**Dettagli esercizio**
Riscrivi il brano sul diritto pubblico del Sacro Romano Impero partendo dalle parole "C) E veniamo" e fermandoti dopo "dei sotterfugi dell’uomo.". Sostituisci "osservazione" con "analisi".

**Brano di lettura**
↓↓↓

C) E veniamo ad una ulteriore ragione.
Proprio perché è
un prodotto storico e non una Träumerei di ideologi politici, il Deutsches
Reichsrecht sembra avere avuto come primum fundamentum quel
frammento del De Regulis Juris (fr. 1, D. 50, 17) che insegna: « regula
est, quae rem quae est breviter enarrat… Per regulam igitur brevis rerum
narratio traditur». Il diritto pubblico del Sacro Romano Impero è per vero
un diritto che scaturisce dalla attenta osservazione dei fatti, che regola le
naturali relazioni dell’uomo nella società politica e fissa le sue regole non
con semplice artificio di logica, ma con accorta valutazione anche dei
sentimenti e dei sotterfugi dell’uomo.

↑↑↑

**Righe di dati**
↓↓↓

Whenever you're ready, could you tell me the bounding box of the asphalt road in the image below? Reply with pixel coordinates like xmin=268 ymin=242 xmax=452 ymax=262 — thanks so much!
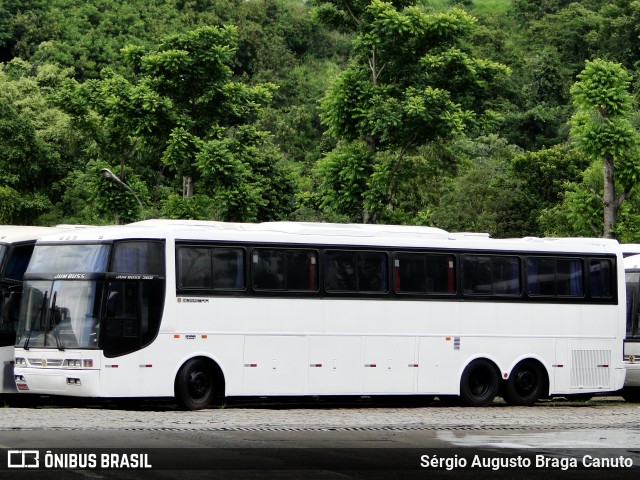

↑↑↑
↓↓↓

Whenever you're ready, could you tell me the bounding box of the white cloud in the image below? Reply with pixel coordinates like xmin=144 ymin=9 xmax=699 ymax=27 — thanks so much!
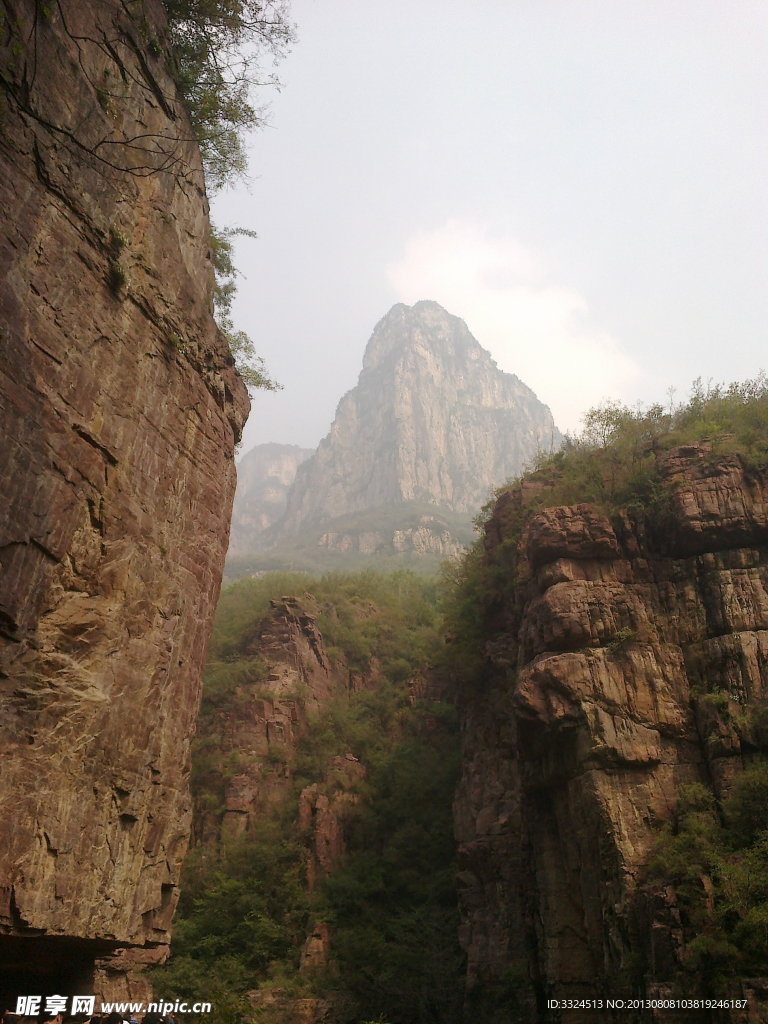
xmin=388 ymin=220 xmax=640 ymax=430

↑↑↑

**Risposta scritta**
C) E veniamo ad una ulteriore ragione.
Proprio perché è
un prodotto storico e non una Träumerei di ideologi politici, il Deutsches
Reichsrecht sembra avere avuto come primum fundamentum quel
frammento del De Regulis Juris (fr. 1, D. 50, 17) che insegna: « regula
est, quae rem quae est breviter enarrat… Per regulam igitur brevis rerum
narratio traditur». Il diritto pubblico del Sacro Romano Impero è per vero
un diritto che scaturisce dalla attenta analisi dei fatti, che regola le
naturali relazioni dell’uomo nella società politica e fissa le sue regole non
con semplice artificio di logica, ma con accorta valutazione anche dei
sentimenti e dei sotterfugi dell’uomo.